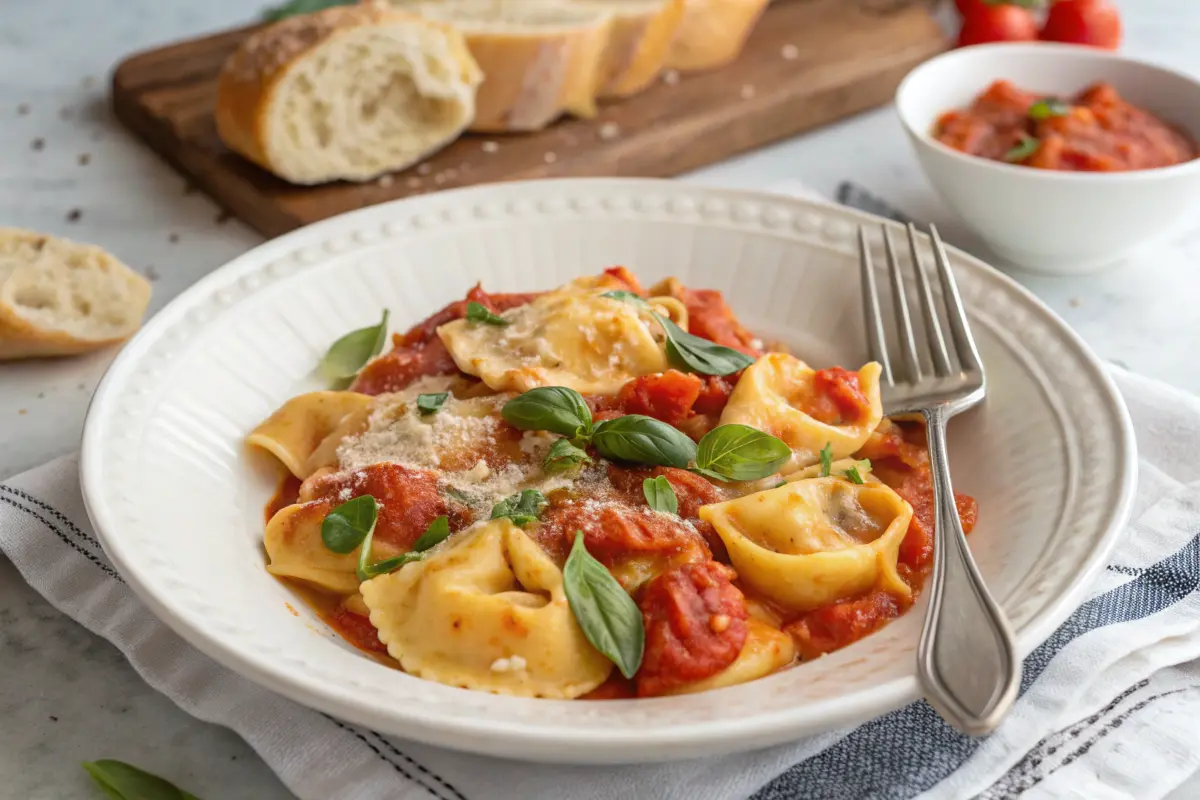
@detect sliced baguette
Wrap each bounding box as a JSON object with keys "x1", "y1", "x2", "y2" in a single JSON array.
[
  {"x1": 667, "y1": 0, "x2": 770, "y2": 72},
  {"x1": 216, "y1": 4, "x2": 482, "y2": 184},
  {"x1": 391, "y1": 0, "x2": 613, "y2": 133},
  {"x1": 0, "y1": 228, "x2": 150, "y2": 360}
]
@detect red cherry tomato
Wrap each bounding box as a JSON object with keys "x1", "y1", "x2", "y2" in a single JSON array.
[
  {"x1": 1042, "y1": 0, "x2": 1121, "y2": 50},
  {"x1": 959, "y1": 5, "x2": 1038, "y2": 47}
]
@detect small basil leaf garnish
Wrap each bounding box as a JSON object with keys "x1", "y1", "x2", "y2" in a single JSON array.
[
  {"x1": 1028, "y1": 97, "x2": 1070, "y2": 121},
  {"x1": 82, "y1": 758, "x2": 199, "y2": 800},
  {"x1": 659, "y1": 317, "x2": 754, "y2": 375},
  {"x1": 416, "y1": 392, "x2": 450, "y2": 414},
  {"x1": 317, "y1": 308, "x2": 388, "y2": 381},
  {"x1": 413, "y1": 515, "x2": 450, "y2": 553},
  {"x1": 563, "y1": 531, "x2": 646, "y2": 678},
  {"x1": 696, "y1": 425, "x2": 792, "y2": 481},
  {"x1": 541, "y1": 439, "x2": 592, "y2": 473},
  {"x1": 642, "y1": 475, "x2": 679, "y2": 515},
  {"x1": 500, "y1": 386, "x2": 592, "y2": 439},
  {"x1": 492, "y1": 489, "x2": 547, "y2": 527},
  {"x1": 592, "y1": 414, "x2": 696, "y2": 469},
  {"x1": 320, "y1": 494, "x2": 379, "y2": 555},
  {"x1": 1004, "y1": 133, "x2": 1042, "y2": 163},
  {"x1": 467, "y1": 302, "x2": 512, "y2": 326}
]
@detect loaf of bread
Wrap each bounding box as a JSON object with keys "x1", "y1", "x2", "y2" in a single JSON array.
[
  {"x1": 0, "y1": 228, "x2": 150, "y2": 360},
  {"x1": 391, "y1": 0, "x2": 613, "y2": 132},
  {"x1": 216, "y1": 4, "x2": 482, "y2": 184},
  {"x1": 667, "y1": 0, "x2": 769, "y2": 71}
]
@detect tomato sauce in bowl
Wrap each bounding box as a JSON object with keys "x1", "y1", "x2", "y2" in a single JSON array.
[{"x1": 934, "y1": 80, "x2": 1200, "y2": 173}]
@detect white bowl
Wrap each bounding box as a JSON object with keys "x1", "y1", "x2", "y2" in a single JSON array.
[
  {"x1": 79, "y1": 180, "x2": 1135, "y2": 763},
  {"x1": 896, "y1": 43, "x2": 1200, "y2": 275}
]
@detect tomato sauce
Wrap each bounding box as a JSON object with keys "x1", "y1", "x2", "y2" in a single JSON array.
[{"x1": 934, "y1": 80, "x2": 1198, "y2": 173}]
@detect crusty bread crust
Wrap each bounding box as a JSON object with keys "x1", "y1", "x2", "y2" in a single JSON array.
[{"x1": 667, "y1": 0, "x2": 770, "y2": 72}]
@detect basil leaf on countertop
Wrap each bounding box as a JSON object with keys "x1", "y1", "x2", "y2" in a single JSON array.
[
  {"x1": 1004, "y1": 133, "x2": 1042, "y2": 163},
  {"x1": 492, "y1": 489, "x2": 547, "y2": 527},
  {"x1": 416, "y1": 392, "x2": 450, "y2": 415},
  {"x1": 642, "y1": 475, "x2": 679, "y2": 515},
  {"x1": 83, "y1": 758, "x2": 199, "y2": 800},
  {"x1": 563, "y1": 531, "x2": 646, "y2": 678},
  {"x1": 467, "y1": 302, "x2": 512, "y2": 327},
  {"x1": 592, "y1": 414, "x2": 696, "y2": 469},
  {"x1": 696, "y1": 425, "x2": 792, "y2": 481},
  {"x1": 320, "y1": 494, "x2": 379, "y2": 555},
  {"x1": 500, "y1": 386, "x2": 592, "y2": 439},
  {"x1": 317, "y1": 308, "x2": 388, "y2": 381},
  {"x1": 541, "y1": 439, "x2": 592, "y2": 474}
]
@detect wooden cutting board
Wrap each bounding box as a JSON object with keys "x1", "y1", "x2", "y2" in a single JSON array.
[{"x1": 113, "y1": 0, "x2": 947, "y2": 236}]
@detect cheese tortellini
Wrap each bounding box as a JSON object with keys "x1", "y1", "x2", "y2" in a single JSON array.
[
  {"x1": 721, "y1": 353, "x2": 883, "y2": 474},
  {"x1": 361, "y1": 519, "x2": 612, "y2": 699},
  {"x1": 700, "y1": 477, "x2": 912, "y2": 612},
  {"x1": 246, "y1": 391, "x2": 374, "y2": 480},
  {"x1": 438, "y1": 279, "x2": 672, "y2": 395}
]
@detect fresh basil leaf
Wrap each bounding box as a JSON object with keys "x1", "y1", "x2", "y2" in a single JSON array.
[
  {"x1": 467, "y1": 302, "x2": 512, "y2": 327},
  {"x1": 500, "y1": 386, "x2": 592, "y2": 439},
  {"x1": 492, "y1": 489, "x2": 547, "y2": 527},
  {"x1": 317, "y1": 308, "x2": 388, "y2": 381},
  {"x1": 320, "y1": 494, "x2": 379, "y2": 555},
  {"x1": 1004, "y1": 133, "x2": 1042, "y2": 163},
  {"x1": 563, "y1": 531, "x2": 646, "y2": 678},
  {"x1": 696, "y1": 425, "x2": 792, "y2": 481},
  {"x1": 592, "y1": 414, "x2": 696, "y2": 469},
  {"x1": 642, "y1": 475, "x2": 679, "y2": 515},
  {"x1": 821, "y1": 441, "x2": 833, "y2": 477},
  {"x1": 413, "y1": 515, "x2": 450, "y2": 553},
  {"x1": 416, "y1": 392, "x2": 450, "y2": 414},
  {"x1": 600, "y1": 289, "x2": 650, "y2": 311},
  {"x1": 541, "y1": 439, "x2": 592, "y2": 474},
  {"x1": 1028, "y1": 97, "x2": 1070, "y2": 121},
  {"x1": 83, "y1": 758, "x2": 199, "y2": 800},
  {"x1": 655, "y1": 314, "x2": 754, "y2": 375}
]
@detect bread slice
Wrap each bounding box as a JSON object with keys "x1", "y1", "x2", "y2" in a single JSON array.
[
  {"x1": 0, "y1": 228, "x2": 150, "y2": 360},
  {"x1": 216, "y1": 4, "x2": 482, "y2": 184},
  {"x1": 565, "y1": 0, "x2": 684, "y2": 97},
  {"x1": 667, "y1": 0, "x2": 770, "y2": 72},
  {"x1": 391, "y1": 0, "x2": 613, "y2": 132}
]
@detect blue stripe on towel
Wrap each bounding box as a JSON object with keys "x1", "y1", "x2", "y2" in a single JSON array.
[{"x1": 754, "y1": 536, "x2": 1200, "y2": 800}]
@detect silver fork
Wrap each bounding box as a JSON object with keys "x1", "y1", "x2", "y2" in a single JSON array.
[{"x1": 858, "y1": 224, "x2": 1021, "y2": 735}]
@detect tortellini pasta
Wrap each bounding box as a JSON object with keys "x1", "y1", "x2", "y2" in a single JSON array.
[
  {"x1": 721, "y1": 353, "x2": 883, "y2": 474},
  {"x1": 246, "y1": 391, "x2": 374, "y2": 480},
  {"x1": 361, "y1": 519, "x2": 612, "y2": 698},
  {"x1": 700, "y1": 477, "x2": 912, "y2": 612},
  {"x1": 438, "y1": 278, "x2": 672, "y2": 395}
]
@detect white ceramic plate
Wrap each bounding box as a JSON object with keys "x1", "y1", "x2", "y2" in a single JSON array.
[{"x1": 80, "y1": 180, "x2": 1135, "y2": 763}]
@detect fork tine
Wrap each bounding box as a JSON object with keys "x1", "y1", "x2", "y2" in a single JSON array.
[
  {"x1": 929, "y1": 224, "x2": 980, "y2": 371},
  {"x1": 907, "y1": 222, "x2": 950, "y2": 378},
  {"x1": 883, "y1": 225, "x2": 922, "y2": 383},
  {"x1": 858, "y1": 225, "x2": 895, "y2": 386}
]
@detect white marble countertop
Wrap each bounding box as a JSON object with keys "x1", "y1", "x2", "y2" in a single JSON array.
[{"x1": 0, "y1": 0, "x2": 1200, "y2": 800}]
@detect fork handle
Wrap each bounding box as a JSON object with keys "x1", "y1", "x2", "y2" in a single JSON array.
[{"x1": 917, "y1": 405, "x2": 1021, "y2": 735}]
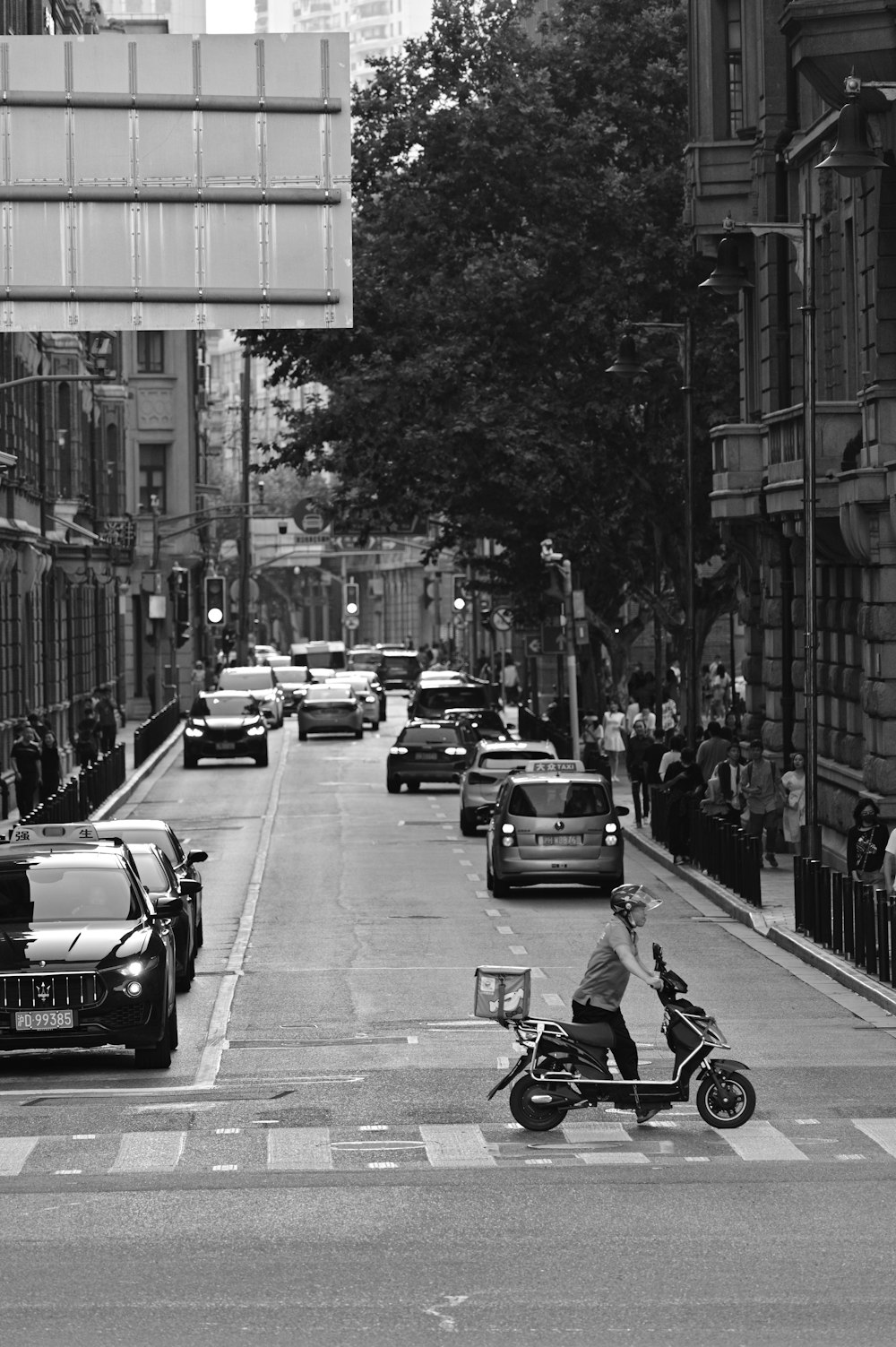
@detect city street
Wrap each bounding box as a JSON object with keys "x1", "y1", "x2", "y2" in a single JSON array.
[{"x1": 0, "y1": 694, "x2": 896, "y2": 1347}]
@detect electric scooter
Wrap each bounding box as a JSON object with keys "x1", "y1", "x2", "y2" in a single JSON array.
[{"x1": 487, "y1": 945, "x2": 756, "y2": 1132}]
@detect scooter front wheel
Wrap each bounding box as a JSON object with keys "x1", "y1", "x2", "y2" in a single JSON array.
[
  {"x1": 696, "y1": 1071, "x2": 756, "y2": 1127},
  {"x1": 511, "y1": 1074, "x2": 567, "y2": 1132}
]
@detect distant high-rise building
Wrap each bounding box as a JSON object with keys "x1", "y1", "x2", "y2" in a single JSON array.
[
  {"x1": 101, "y1": 0, "x2": 206, "y2": 32},
  {"x1": 254, "y1": 0, "x2": 433, "y2": 83}
]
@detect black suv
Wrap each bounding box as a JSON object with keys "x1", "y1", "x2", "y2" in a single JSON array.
[{"x1": 385, "y1": 721, "x2": 476, "y2": 795}]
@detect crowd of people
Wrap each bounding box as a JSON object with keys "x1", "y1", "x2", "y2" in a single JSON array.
[{"x1": 10, "y1": 685, "x2": 125, "y2": 819}]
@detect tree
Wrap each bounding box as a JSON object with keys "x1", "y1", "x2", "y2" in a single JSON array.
[{"x1": 249, "y1": 0, "x2": 719, "y2": 660}]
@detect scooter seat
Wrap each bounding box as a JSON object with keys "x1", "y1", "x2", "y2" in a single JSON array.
[{"x1": 556, "y1": 1020, "x2": 613, "y2": 1048}]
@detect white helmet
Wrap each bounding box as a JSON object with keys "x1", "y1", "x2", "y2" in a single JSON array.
[{"x1": 610, "y1": 884, "x2": 663, "y2": 916}]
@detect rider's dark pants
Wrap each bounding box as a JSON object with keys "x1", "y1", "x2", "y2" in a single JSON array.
[{"x1": 573, "y1": 1001, "x2": 642, "y2": 1080}]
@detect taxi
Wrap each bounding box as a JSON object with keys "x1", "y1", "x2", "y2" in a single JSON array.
[
  {"x1": 0, "y1": 823, "x2": 184, "y2": 1068},
  {"x1": 476, "y1": 758, "x2": 629, "y2": 899}
]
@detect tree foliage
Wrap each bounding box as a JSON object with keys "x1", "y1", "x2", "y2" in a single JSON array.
[{"x1": 246, "y1": 0, "x2": 736, "y2": 657}]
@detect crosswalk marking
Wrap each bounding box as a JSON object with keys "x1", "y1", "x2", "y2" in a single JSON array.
[
  {"x1": 721, "y1": 1118, "x2": 808, "y2": 1160},
  {"x1": 853, "y1": 1118, "x2": 896, "y2": 1156},
  {"x1": 420, "y1": 1124, "x2": 497, "y2": 1170},
  {"x1": 109, "y1": 1132, "x2": 187, "y2": 1173},
  {"x1": 268, "y1": 1127, "x2": 332, "y2": 1170}
]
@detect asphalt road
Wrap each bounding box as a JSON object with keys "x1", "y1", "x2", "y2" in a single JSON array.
[{"x1": 0, "y1": 696, "x2": 896, "y2": 1347}]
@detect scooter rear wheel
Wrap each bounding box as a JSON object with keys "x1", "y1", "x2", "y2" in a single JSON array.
[
  {"x1": 511, "y1": 1075, "x2": 567, "y2": 1132},
  {"x1": 695, "y1": 1071, "x2": 756, "y2": 1127}
]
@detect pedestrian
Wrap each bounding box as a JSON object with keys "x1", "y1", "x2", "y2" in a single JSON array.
[
  {"x1": 707, "y1": 739, "x2": 746, "y2": 827},
  {"x1": 10, "y1": 721, "x2": 40, "y2": 819},
  {"x1": 93, "y1": 687, "x2": 118, "y2": 753},
  {"x1": 74, "y1": 704, "x2": 99, "y2": 768},
  {"x1": 659, "y1": 734, "x2": 685, "y2": 785},
  {"x1": 573, "y1": 884, "x2": 663, "y2": 1122},
  {"x1": 666, "y1": 747, "x2": 706, "y2": 865},
  {"x1": 604, "y1": 701, "x2": 625, "y2": 781},
  {"x1": 501, "y1": 654, "x2": 520, "y2": 706},
  {"x1": 40, "y1": 730, "x2": 62, "y2": 804},
  {"x1": 846, "y1": 796, "x2": 893, "y2": 892},
  {"x1": 696, "y1": 721, "x2": 728, "y2": 781},
  {"x1": 625, "y1": 721, "x2": 653, "y2": 828},
  {"x1": 780, "y1": 753, "x2": 806, "y2": 855},
  {"x1": 741, "y1": 739, "x2": 781, "y2": 870}
]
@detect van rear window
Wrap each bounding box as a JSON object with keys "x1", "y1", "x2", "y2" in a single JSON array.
[{"x1": 508, "y1": 779, "x2": 610, "y2": 819}]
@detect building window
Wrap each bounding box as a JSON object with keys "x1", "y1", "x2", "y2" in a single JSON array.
[
  {"x1": 140, "y1": 445, "x2": 168, "y2": 514},
  {"x1": 725, "y1": 0, "x2": 744, "y2": 140},
  {"x1": 137, "y1": 332, "x2": 164, "y2": 375}
]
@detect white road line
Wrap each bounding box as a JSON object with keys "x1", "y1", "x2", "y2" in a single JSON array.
[
  {"x1": 109, "y1": 1132, "x2": 187, "y2": 1173},
  {"x1": 420, "y1": 1124, "x2": 495, "y2": 1170},
  {"x1": 268, "y1": 1127, "x2": 332, "y2": 1170},
  {"x1": 0, "y1": 1137, "x2": 39, "y2": 1179},
  {"x1": 853, "y1": 1118, "x2": 896, "y2": 1156},
  {"x1": 721, "y1": 1118, "x2": 808, "y2": 1160},
  {"x1": 577, "y1": 1151, "x2": 650, "y2": 1165}
]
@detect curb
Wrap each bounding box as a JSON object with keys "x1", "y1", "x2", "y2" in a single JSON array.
[
  {"x1": 89, "y1": 725, "x2": 184, "y2": 819},
  {"x1": 624, "y1": 828, "x2": 896, "y2": 1015}
]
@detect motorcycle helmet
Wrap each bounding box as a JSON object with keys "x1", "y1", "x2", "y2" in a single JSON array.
[{"x1": 610, "y1": 884, "x2": 663, "y2": 916}]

------------------------------------

Which lines of the material above contain the word "sauce"? Copy each of those lines in full.

• [Exercise output]:
@detect tomato sauce in bowl
@detect tomato sauce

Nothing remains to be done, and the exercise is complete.